[What to produce]
The answer must be an exact copy of all the data below.

[Source data]
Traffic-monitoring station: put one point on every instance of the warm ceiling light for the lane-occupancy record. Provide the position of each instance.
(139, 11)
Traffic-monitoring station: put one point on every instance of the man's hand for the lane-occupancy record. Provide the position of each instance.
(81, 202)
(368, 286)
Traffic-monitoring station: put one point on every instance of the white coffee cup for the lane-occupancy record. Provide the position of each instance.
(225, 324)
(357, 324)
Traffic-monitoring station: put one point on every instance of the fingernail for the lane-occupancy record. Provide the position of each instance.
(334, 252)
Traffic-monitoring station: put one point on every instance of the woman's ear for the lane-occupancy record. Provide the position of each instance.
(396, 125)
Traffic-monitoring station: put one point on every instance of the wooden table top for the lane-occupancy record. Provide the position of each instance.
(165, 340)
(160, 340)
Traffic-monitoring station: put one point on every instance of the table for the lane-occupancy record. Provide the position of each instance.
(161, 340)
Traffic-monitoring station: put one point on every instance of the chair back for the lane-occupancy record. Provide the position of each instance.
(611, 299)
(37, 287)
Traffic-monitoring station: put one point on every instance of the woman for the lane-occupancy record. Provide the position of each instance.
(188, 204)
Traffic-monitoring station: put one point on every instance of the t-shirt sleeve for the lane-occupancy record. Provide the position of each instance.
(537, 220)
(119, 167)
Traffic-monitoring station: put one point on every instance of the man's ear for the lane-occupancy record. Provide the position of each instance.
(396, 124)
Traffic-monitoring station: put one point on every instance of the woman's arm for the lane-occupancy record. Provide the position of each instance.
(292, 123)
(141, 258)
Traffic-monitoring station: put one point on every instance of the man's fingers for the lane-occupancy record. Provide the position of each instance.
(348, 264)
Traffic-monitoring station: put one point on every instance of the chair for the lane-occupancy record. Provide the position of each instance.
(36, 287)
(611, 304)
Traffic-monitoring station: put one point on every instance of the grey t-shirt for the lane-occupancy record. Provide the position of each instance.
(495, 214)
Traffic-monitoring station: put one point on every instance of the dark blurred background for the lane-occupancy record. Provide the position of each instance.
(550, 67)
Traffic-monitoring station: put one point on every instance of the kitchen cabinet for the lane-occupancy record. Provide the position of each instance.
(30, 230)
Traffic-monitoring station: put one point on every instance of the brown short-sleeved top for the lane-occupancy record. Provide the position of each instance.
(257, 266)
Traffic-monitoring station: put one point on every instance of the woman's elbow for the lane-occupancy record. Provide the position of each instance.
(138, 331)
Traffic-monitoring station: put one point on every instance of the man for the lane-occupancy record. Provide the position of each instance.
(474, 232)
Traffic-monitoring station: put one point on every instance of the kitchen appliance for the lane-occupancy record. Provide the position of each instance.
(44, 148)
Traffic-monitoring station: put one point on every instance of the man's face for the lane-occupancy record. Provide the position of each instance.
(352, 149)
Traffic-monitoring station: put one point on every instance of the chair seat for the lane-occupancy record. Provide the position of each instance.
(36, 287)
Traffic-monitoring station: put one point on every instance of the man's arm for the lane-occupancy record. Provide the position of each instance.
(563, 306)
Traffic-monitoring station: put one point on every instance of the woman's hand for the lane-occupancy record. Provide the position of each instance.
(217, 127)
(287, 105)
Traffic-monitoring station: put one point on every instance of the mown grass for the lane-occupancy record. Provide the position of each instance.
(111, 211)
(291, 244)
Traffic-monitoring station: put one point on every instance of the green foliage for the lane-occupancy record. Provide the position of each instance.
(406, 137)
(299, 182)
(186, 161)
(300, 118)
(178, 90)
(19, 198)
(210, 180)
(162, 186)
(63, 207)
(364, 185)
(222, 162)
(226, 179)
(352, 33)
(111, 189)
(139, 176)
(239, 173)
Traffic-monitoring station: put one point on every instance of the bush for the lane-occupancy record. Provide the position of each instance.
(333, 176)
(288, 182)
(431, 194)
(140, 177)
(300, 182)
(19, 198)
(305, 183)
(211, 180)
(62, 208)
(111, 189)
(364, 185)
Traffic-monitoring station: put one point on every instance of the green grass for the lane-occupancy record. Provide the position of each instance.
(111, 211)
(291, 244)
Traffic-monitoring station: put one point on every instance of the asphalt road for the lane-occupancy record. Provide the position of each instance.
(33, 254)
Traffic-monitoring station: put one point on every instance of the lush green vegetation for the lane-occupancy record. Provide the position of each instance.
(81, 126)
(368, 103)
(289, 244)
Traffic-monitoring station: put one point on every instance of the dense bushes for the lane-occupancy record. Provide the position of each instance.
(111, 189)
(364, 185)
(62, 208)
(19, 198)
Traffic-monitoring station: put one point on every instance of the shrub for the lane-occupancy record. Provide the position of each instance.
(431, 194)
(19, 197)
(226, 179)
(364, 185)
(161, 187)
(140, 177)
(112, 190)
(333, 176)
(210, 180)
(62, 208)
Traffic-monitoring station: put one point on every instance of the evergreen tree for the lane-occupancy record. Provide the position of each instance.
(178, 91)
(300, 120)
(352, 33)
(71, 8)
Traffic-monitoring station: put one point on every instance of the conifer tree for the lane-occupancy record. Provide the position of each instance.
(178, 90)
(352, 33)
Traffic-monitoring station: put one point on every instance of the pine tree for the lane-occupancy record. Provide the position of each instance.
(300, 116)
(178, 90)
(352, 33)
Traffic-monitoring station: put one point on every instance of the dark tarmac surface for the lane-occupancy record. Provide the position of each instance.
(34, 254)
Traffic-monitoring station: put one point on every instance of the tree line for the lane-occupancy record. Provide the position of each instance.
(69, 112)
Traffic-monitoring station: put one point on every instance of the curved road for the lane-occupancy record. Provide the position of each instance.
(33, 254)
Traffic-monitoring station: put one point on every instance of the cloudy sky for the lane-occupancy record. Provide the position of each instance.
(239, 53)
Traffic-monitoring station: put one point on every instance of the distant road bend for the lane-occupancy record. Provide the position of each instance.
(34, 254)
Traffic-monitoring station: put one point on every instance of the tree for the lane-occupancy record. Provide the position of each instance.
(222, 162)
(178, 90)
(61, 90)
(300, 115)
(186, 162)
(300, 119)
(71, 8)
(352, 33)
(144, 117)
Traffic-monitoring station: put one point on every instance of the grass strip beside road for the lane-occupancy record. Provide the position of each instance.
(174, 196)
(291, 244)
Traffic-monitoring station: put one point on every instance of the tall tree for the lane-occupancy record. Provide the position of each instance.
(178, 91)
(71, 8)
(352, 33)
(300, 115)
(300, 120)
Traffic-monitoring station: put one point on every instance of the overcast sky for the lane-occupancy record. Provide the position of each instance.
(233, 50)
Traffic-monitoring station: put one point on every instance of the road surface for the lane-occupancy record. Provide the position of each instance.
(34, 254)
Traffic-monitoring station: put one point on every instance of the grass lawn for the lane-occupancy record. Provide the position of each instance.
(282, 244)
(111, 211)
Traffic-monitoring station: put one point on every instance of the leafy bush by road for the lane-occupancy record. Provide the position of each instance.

[Response]
Traffic-monitoring station: put one point on every instance of the warm ceiling light for the lane-occupancy record. Provide the position of each instance.
(139, 11)
Traffic-monitoring station: put one point on every instance of the man's hand for the lane-occupancy record. Provide the position of each instance.
(81, 202)
(368, 286)
Traffic-monitoring station: put one point on every instance of the white coffee cup for the lane-occupancy record. Provide the position of each instance.
(225, 324)
(357, 324)
Traffic-monitoring station: put one point on every instance of the fingernail for the lane-occupancy record. Provide the position of each instance.
(334, 252)
Traffic-monitoring station: put one point on every instance of the woman's ear for the lane-occupancy record. Provide the position of each instance.
(396, 125)
Traffic-monitoring station: put one point on every instance of the wooden table top for the lane-occupancy record. Provide the position of each instance.
(165, 340)
(160, 340)
Traffic-monitoring station: put one point on every instance of the table for the lane-occupancy record. Provide the position of each instance.
(161, 340)
Traffic-monitoring station: put one point on every instance of the chair back for the lane-occupancy record. Provide the position of each instance.
(611, 299)
(37, 287)
Traffic-monitoring station: put one point on every instance of the woman for the lane-occupancy record. Provide the position of each instance.
(188, 204)
Traffic-monitoring station: put one point on every instance of the t-shirt sleeve for the lane-occupancy record. Provide the position of each instance.
(537, 220)
(119, 167)
Traffic-monitoring station: put one point on every instance of the man's ear for the lane-occupancy record. Provide the position of each instance.
(396, 124)
Traffic-monitoring station: put one point on every instance of the woman's arm for the lane-occupancy record. Provide the position of each instance.
(292, 123)
(141, 258)
Traffic-monitoring station: put one point on every instance of the man's fingers for the lane-occupancy record. Provide the position of each instance.
(348, 264)
Traffic-monitoring station: put one point on every instance of the chair for the lane-occupancy record. Provide the position of each instance.
(36, 287)
(611, 304)
Traffic-monitoring station: put one point on every instance of the grey t-shirt for the lane-occupancy record. Provide the position of each instance.
(495, 214)
Traffic-monitoring station: put one point on every instance of the dark blurred background for the lane-occupancy record. Provide the position of each instance.
(550, 67)
Traffic-monitoring station: put one point on every instance of the kitchen cabinet for the lane-occupancy record. Provide the position of each instance.
(30, 230)
Traffic-monitoring station: put one point on every instance of the brown short-sleeved top for the lane-occupancy record. Provide the position of each instance.
(257, 266)
Traffic-monitoring station: put one point on every instance of the woman's elbow for the lane-occupancy record. Provide the position of each instance.
(138, 331)
Traffic-monitoring station: put one point on every instance of the man for the lane-occupancy record. Provide the position of each instance.
(474, 232)
Traffic-monitoring station: put one point on every instance of the kitchen appliance for the lane-occupancy record. Provide the position of each instance.
(44, 148)
Traffic-monitoring station: put one point on every instance of the man's face for the lane-occupancy record. Provide the position of each instance.
(352, 149)
Traffic-monitoring station: put one point on every instance of the chair seat for the lane-occupancy record. Provide the position of each instance.
(36, 287)
Traffic-monitoring station: put one point on every instance of the man's arm for the lane-occupancy record. Provide the position of each instance.
(563, 306)
Traffic-monitoring station: put one point on every instance of the woman's hand for the lane-occupancy record. Provide the position of each instance.
(217, 127)
(287, 105)
Traffic-monitoring station: put one point on every instance of the mown grass for the lane-occupancy record. Provide the position of each instance.
(111, 211)
(291, 244)
Traffic-monitoring station: put one point on every instance of the green foliage for the lane-occupancy record. Provide the position of each instance.
(406, 137)
(299, 182)
(186, 161)
(300, 118)
(178, 90)
(19, 198)
(210, 180)
(162, 186)
(63, 207)
(364, 185)
(222, 162)
(226, 179)
(352, 33)
(111, 189)
(139, 176)
(239, 173)
Traffic-monitoring station: put one point on every instance of the bush for the lane-occupancy record. Provide the position of each instance.
(333, 176)
(288, 182)
(431, 194)
(140, 177)
(300, 182)
(19, 198)
(305, 183)
(211, 180)
(62, 208)
(111, 189)
(364, 185)
Traffic-monitoring station: put one point on every instance of the green grass for the lane-occupancy record. Provide the position of each instance.
(111, 211)
(291, 244)
Traffic-monitoring station: put one point on every instance of the asphalt road for the lane-occupancy record. Provide the position of each instance.
(33, 254)
Traffic-monitoring station: put one point on every instance of the lush green vegetation for the lane-occupancy record. Provide the position of each instance.
(81, 126)
(368, 103)
(289, 244)
Traffic-monitoring station: put one point on every instance of the dense bushes for the lane-occupancy record. Provide the position of each instance.
(111, 189)
(364, 185)
(62, 208)
(19, 198)
Traffic-monitoring station: put one point on every instance of the shrub for the lane-occupancy record. Provide the position of each instance.
(431, 194)
(19, 197)
(226, 179)
(364, 185)
(161, 187)
(140, 177)
(112, 190)
(333, 176)
(210, 180)
(62, 208)
Traffic-monitoring station: put one point on every instance of the evergreen tree for the lane-occupancy record. Provide the position of each instance.
(178, 91)
(300, 120)
(352, 33)
(71, 8)
Traffic-monitoring station: put one point on every instance of the conifer tree for the lane-occupancy record. Provide the position of each instance.
(178, 90)
(352, 33)
Traffic-monitoring station: put one point on every instance of the pine tree for the lane-occupancy record. Provide the position of each instance.
(300, 116)
(178, 90)
(352, 33)
Traffic-monitoring station: put one point on every instance of the dark tarmac surface for the lane-occupancy record. Provide the position of each instance.
(34, 254)
Traffic-monitoring station: put one point on every instance of the tree line for the lane-occupancy record. Provide the position of each instance.
(69, 112)
Traffic-monitoring station: put one point on every instance of the curved road for the lane-occupancy record. Provide the position of each instance.
(33, 254)
Traffic-monitoring station: put one point on every instance of the cloudy sky for the lane-occupancy record. Provide the position of each instance.
(239, 53)
Traffic-monitoring station: put one point on every instance of the distant road bend for the lane-occupancy record. Provide the position of each instance.
(34, 254)
Traffic-monitoring station: put one point on every instance of the tree for the lane-occupancy record. Provide the position of each instance.
(222, 162)
(178, 90)
(61, 90)
(300, 115)
(186, 162)
(300, 119)
(71, 8)
(352, 33)
(144, 117)
Traffic-monitoring station: put one point on every instance of the grass strip beside road for the lane-occupancy record. Provide the position of each instance.
(174, 196)
(291, 244)
Traffic-monitoring station: put one point on every instance of the tall tree for the lane-occupancy record. Provide the position of each instance.
(178, 91)
(71, 8)
(352, 33)
(300, 115)
(300, 120)
Traffic-monitoring station: put one point on every instance of the overcast sky for the lane-occupancy record. Provide the position of each instance.
(233, 50)
Traffic-monitoring station: put one point on every instance of the road surface for the lane-occupancy record. Provide the position of each instance.
(34, 254)
Traffic-monitoring station: put one point on every instance of the grass lawn for the lane-occupancy record. Provide the position of each instance.
(282, 244)
(111, 211)
Traffic-monitoring station: put one point on every instance of the leafy bush by road for the lane-occupancy record. Provide the position of each instance.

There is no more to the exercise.